PASSAGE GIVEN:
━━━━━━━━
- Promotional poster
- Georgian: კაცების მიწა
- Literally: Land of men
- Directed by: Mariam Khatchvani
- Written by: Mariam Khatchvani
- Produced by: Teimuraz Chkhvimiani; Vladimer Katcharava; Lado Margania; Archil Gelovani;
- Starring: Anna Ushkhvani
- Cinematography: Gabriel Jobava; Nukri Khatchvani; David Kvatchantiradze;
- Edited by: Elene Asatiani
- Production companies: Svaneti Film Studio; Murabba Films; 20 Steps Production; Independent Film Project;
- Release dates: 9 April 2025 (Visions du Réel); 20 August 2025 (Sarajevo);
- Running time: 15 minutes
- Countries: Georgia; Hungary;
- Languages: Georgian; Svan;

= The Men's Land =

2025 short documentary film by Mariam Khatchvani

The Men's Land (კაცების მიწა) is a 2025 short documentary film written and directed by Mariam Khatchvani. The film starring Anna Ushkhvani, documents the story of twenty-two-years old Ana, who is on the verge of fulfilling her dream: leaving the remote village of Ushguli for the big city, where she hopes to study singing.
━━━━━━━━
RECORD LIST:
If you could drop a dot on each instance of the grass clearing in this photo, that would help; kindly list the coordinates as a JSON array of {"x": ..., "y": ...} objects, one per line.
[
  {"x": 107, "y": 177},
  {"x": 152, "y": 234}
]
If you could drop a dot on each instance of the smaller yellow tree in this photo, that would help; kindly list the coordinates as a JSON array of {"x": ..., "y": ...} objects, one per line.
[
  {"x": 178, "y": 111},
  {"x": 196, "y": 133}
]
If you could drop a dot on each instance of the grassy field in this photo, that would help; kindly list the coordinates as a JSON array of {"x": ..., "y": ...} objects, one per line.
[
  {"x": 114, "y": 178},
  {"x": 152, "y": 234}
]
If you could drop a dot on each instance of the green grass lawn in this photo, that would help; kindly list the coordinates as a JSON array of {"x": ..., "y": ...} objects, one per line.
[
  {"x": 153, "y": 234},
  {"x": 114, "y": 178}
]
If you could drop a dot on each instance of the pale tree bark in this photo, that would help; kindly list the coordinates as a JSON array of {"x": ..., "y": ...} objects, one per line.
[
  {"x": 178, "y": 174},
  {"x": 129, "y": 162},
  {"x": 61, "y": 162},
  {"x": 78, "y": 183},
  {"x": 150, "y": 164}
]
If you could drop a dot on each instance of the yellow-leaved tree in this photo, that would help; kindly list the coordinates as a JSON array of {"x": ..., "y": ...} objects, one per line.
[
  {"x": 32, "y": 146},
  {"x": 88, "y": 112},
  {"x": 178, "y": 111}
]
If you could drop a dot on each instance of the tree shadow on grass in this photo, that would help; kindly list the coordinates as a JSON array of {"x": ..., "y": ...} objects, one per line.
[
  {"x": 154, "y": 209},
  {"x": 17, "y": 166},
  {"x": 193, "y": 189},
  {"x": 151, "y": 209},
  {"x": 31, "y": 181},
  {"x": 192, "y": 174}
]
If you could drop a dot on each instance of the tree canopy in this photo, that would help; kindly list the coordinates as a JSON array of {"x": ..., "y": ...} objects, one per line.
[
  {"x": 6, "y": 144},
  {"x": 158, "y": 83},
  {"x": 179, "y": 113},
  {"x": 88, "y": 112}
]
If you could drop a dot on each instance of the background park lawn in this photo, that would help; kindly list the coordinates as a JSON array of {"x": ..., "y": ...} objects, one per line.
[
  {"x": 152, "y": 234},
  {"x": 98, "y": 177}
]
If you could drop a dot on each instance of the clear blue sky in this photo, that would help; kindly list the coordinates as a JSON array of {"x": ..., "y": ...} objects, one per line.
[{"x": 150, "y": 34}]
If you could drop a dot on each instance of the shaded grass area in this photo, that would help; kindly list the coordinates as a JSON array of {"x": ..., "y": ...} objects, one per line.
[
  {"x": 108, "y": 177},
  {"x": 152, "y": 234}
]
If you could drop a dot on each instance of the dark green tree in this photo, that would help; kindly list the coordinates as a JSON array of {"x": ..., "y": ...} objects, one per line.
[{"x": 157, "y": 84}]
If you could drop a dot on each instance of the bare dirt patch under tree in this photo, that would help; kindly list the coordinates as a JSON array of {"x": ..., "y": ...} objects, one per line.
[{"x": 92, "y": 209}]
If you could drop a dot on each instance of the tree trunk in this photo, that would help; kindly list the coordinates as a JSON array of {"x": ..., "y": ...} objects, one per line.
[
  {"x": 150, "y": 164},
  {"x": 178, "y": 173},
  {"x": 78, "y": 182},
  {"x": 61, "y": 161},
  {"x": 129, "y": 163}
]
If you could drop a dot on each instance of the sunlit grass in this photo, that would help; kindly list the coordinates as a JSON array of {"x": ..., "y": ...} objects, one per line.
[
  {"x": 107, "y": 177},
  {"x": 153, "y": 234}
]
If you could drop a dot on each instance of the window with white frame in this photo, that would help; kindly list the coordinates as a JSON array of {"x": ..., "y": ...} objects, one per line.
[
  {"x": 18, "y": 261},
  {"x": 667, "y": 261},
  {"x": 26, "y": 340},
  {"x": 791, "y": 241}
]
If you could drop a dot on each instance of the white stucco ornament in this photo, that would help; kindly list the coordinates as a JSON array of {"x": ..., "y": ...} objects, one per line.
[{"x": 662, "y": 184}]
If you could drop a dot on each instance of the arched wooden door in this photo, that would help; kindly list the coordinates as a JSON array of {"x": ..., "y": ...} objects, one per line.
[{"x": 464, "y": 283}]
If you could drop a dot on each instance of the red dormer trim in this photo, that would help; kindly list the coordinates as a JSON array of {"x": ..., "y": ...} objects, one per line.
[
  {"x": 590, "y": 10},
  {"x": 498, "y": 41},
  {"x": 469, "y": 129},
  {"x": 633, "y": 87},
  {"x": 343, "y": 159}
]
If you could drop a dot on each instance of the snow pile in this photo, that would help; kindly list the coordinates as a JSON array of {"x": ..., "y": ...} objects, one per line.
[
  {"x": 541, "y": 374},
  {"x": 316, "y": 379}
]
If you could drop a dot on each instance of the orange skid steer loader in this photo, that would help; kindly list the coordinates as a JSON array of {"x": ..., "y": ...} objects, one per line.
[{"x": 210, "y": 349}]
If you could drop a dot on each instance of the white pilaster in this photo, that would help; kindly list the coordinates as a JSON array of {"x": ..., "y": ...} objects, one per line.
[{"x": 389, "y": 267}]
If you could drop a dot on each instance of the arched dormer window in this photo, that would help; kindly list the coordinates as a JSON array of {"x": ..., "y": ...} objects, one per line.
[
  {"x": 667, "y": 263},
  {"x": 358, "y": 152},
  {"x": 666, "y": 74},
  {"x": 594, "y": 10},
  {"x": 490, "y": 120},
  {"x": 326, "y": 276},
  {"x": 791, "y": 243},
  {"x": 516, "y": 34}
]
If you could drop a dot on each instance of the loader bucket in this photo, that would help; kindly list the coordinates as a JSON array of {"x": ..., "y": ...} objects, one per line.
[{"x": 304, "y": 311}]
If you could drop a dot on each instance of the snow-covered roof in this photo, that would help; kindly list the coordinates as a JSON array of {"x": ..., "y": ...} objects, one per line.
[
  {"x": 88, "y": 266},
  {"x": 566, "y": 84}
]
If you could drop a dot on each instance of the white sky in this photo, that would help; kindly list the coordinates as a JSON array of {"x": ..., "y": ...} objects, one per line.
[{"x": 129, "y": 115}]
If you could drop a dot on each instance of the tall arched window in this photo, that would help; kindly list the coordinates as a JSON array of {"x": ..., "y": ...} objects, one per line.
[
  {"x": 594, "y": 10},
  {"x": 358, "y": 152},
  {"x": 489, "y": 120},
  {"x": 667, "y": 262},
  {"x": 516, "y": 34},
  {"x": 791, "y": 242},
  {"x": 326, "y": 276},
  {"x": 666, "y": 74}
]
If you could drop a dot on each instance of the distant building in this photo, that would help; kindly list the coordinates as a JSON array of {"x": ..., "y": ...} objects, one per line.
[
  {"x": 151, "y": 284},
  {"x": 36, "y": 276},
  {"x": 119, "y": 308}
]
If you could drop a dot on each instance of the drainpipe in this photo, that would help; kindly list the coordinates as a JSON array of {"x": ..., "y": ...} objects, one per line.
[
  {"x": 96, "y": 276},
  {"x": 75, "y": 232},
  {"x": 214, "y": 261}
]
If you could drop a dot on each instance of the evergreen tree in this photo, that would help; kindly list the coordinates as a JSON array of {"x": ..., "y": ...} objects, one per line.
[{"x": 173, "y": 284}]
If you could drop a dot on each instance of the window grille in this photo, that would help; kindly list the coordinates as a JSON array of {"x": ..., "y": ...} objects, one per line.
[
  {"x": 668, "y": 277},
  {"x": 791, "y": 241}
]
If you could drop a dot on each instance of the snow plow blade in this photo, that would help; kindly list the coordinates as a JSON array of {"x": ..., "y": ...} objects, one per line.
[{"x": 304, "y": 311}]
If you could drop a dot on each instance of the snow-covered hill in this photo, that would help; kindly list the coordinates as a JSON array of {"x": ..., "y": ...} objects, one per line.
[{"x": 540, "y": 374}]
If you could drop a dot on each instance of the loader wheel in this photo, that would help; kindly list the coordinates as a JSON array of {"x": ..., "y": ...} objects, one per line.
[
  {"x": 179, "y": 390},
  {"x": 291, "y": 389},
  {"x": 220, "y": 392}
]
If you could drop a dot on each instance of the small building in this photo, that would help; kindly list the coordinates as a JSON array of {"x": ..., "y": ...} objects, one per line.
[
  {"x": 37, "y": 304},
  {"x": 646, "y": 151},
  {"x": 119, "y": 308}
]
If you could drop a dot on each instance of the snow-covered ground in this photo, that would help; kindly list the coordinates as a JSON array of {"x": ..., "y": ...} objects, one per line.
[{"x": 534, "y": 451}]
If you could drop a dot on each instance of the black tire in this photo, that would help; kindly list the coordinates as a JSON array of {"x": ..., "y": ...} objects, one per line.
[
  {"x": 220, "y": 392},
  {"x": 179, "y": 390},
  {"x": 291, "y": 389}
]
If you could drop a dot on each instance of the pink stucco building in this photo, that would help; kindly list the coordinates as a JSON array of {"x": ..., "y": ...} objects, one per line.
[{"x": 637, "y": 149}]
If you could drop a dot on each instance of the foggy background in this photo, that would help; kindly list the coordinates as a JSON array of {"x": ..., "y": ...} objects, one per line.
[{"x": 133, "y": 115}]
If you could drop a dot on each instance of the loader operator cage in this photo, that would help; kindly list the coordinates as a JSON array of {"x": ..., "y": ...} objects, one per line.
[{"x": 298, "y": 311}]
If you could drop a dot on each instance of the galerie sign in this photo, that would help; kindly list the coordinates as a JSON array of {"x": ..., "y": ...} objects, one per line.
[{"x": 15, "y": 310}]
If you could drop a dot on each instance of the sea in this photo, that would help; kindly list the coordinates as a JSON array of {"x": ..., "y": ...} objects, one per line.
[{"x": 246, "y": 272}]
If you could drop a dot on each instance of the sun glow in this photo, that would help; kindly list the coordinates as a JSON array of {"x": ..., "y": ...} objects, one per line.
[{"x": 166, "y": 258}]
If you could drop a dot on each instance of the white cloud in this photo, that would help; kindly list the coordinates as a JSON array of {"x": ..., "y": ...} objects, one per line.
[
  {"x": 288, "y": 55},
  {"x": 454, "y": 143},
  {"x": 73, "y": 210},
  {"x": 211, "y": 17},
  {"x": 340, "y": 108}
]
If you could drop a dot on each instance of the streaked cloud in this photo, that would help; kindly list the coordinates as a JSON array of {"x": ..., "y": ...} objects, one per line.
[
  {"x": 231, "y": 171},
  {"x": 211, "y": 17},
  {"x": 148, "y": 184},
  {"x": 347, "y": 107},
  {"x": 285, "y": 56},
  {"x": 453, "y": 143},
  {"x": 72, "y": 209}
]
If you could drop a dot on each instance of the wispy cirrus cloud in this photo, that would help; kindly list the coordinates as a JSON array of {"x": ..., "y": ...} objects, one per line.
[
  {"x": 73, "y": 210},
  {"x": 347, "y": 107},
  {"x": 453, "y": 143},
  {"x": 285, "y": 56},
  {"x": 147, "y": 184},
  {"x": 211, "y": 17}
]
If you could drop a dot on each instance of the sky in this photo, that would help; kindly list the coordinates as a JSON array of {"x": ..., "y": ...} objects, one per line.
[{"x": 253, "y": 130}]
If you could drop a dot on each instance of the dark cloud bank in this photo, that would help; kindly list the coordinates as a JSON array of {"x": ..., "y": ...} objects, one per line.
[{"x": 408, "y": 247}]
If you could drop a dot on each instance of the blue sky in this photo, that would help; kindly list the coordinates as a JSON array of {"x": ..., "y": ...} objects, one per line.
━━━━━━━━
DIRECTION 1:
Reproduce word for word the part of the film entry between "The Men's Land (კაცების" and "to study singing.", inclusive.
DIRECTION 2:
Summarize the film entry in two sentences.
Work from the film entry alone when completing what comes after it.

WRITTEN REPLY 1:
The Men's Land (კაცების მიწა) is a 2025 short documentary film written and directed by Mariam Khatchvani. The film starring Anna Ushkhvani, documents the story of twenty-two-years old Ana, who is on the verge of fulfilling her dream: leaving the remote village of Ushguli for the big city, where she hopes to study singing.

WRITTEN REPLY 2:
The Men's Land is a 2025 short documentary film written and directed by Mariam Khatchvani, a 15-minute production from Georgia and Hungary in Georgian and Svan. Starring Anna Ushkhvani, it documents twenty-two-year-old Ana, who is on the verge of leaving the remote village of Ushguli for the big city, where she hopes to study singing.